Goal of the exercise:
Copy nothing before the line containing "Ground woman's hand". Reproduce that line and all that follow, exactly, through the end of the records.

(Data supplied)

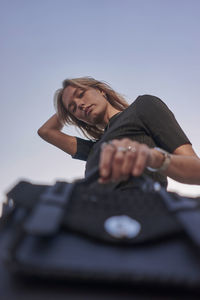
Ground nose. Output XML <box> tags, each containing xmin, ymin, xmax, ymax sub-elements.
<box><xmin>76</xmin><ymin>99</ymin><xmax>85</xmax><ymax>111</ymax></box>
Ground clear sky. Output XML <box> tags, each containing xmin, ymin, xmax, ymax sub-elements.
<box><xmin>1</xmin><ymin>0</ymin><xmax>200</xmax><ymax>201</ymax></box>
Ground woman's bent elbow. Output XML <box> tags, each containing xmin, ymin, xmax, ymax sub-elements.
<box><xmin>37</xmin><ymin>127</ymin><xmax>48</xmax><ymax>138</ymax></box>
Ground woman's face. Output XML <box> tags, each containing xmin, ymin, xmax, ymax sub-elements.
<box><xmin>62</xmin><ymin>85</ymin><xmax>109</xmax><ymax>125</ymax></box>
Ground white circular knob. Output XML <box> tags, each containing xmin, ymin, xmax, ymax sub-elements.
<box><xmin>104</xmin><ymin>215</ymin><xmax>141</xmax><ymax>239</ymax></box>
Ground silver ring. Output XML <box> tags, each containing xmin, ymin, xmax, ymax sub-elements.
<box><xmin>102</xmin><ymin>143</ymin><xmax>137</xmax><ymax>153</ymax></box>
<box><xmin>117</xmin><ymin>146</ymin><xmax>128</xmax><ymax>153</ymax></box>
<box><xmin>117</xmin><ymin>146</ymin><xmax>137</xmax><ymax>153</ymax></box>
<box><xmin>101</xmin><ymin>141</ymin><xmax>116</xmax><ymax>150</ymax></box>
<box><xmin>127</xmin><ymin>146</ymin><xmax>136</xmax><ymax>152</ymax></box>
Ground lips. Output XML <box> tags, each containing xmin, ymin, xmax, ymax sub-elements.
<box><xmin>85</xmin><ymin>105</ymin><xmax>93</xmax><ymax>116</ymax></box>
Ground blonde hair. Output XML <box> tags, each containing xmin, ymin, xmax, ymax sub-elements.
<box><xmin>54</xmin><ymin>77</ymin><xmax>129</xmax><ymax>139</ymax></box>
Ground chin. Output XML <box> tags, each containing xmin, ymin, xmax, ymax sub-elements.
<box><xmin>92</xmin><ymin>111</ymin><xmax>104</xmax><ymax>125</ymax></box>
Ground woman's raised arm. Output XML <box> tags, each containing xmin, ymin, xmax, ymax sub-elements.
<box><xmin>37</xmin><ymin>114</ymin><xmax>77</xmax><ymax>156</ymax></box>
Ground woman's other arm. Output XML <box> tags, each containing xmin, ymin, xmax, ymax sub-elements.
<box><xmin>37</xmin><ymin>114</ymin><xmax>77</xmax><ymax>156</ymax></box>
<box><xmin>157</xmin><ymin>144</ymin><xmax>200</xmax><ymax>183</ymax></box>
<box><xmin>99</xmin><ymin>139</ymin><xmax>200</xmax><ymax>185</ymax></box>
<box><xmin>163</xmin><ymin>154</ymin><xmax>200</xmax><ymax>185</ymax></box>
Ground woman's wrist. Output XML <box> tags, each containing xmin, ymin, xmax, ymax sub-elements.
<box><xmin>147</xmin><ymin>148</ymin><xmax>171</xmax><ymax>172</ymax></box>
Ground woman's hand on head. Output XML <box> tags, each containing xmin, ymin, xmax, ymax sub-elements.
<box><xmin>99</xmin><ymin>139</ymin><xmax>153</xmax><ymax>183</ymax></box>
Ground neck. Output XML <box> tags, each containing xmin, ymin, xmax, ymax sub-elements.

(End Data supplied)

Response area:
Ground woman's hand on head. Output XML <box> tags, each containing xmin, ymin, xmax, ymax sub-elements.
<box><xmin>99</xmin><ymin>139</ymin><xmax>153</xmax><ymax>183</ymax></box>
Ground neck. Output XML <box> tags, each containing xmin, ymin, xmax, ymax sub-elements.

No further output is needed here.